= Entries =
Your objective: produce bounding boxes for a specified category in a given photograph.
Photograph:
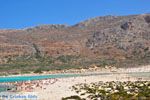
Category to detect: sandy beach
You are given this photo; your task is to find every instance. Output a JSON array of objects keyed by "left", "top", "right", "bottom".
[{"left": 3, "top": 66, "right": 150, "bottom": 100}]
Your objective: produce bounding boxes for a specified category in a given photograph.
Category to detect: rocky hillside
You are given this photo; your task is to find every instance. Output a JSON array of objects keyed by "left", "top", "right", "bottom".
[{"left": 0, "top": 14, "right": 150, "bottom": 73}]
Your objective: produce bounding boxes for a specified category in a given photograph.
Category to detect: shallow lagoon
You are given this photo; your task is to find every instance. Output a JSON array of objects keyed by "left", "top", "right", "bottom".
[{"left": 0, "top": 72, "right": 150, "bottom": 83}]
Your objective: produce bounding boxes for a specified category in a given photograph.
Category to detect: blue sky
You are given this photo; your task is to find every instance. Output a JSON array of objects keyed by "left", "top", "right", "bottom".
[{"left": 0, "top": 0, "right": 150, "bottom": 29}]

= Exercise aim =
Print every one of the lines above word for word, leaving out the pictures.

= Output below =
Your objective: produce bounding boxes for a specified category in a given photograph.
Photograph:
Category to detect: sandy beach
You are given this photo; your task is to find every instance. Output a JSON array of objects keyed by "left", "top", "right", "bottom".
[{"left": 3, "top": 66, "right": 150, "bottom": 100}]
Your objective: produce bounding boxes for a specified category in a given photograph.
Category to detect: rocky hillside
You are given this photo; your task is to find every instance. Output a JSON array of objects keyed by "left", "top", "right", "bottom".
[{"left": 0, "top": 14, "right": 150, "bottom": 73}]
Your objective: produce bounding boxes for a specified category in a given photograph.
Category to detect: shallow lagoon
You are given this photo; your task is to find every instance. Output a JSON array of objects keyed by "left", "top", "right", "bottom".
[{"left": 0, "top": 72, "right": 150, "bottom": 83}]
Your objective: produce bounding boxes for a specified category in a given photograph.
Category to detect: blue sky
You are given this photo; your task is to find every instance. Output a JSON array of objects keyed by "left", "top", "right", "bottom".
[{"left": 0, "top": 0, "right": 150, "bottom": 29}]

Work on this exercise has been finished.